BRIEF ▸ The entries below are to be repeated exactly as they stand.

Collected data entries
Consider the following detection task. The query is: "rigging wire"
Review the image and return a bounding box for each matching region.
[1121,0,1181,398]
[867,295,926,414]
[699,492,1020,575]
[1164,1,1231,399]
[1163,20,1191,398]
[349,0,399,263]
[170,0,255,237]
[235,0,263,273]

ANSWER ▸
Consider the following detection task. The query is: "rigging wire"
Review the image and return a bounding box for each matching region.
[1121,0,1181,398]
[867,295,926,414]
[699,492,1020,575]
[1164,1,1231,399]
[1163,20,1191,398]
[349,0,399,263]
[170,0,255,237]
[235,0,263,273]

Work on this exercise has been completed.